> _WHAT NEEDS TO BE DONE_: State how many lines in the listing below hold the string "woman"; nothing else is wanted.
Top of INPUT MATERIAL
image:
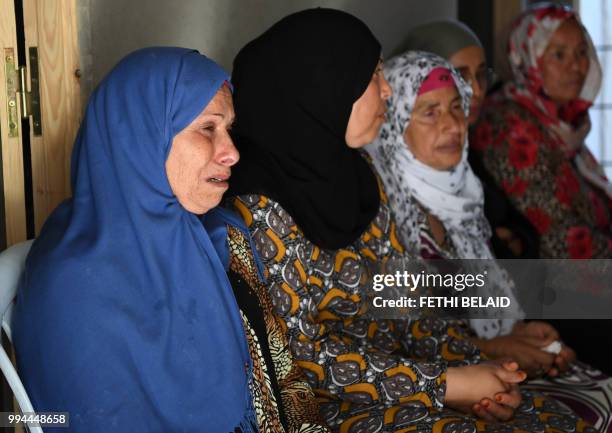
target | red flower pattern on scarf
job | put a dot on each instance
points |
(579, 243)
(516, 188)
(567, 185)
(540, 219)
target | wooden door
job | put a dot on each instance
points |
(36, 157)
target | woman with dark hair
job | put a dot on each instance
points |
(127, 315)
(309, 93)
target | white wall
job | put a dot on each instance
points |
(109, 29)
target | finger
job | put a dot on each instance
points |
(499, 411)
(561, 363)
(510, 365)
(510, 376)
(568, 353)
(543, 330)
(544, 359)
(480, 412)
(538, 342)
(511, 399)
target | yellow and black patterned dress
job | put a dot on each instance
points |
(276, 377)
(370, 375)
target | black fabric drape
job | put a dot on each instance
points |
(294, 88)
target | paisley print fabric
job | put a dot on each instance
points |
(370, 375)
(298, 404)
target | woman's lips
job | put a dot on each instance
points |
(219, 180)
(449, 147)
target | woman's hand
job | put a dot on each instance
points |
(502, 409)
(547, 332)
(493, 382)
(525, 350)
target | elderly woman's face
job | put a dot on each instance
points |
(471, 64)
(436, 132)
(199, 163)
(368, 113)
(565, 63)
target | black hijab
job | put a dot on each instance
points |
(295, 86)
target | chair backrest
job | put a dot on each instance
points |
(12, 262)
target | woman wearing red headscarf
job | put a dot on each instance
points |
(531, 135)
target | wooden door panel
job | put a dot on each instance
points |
Bottom of INPUT MATERIAL
> _SOLUTION BELOW_: 5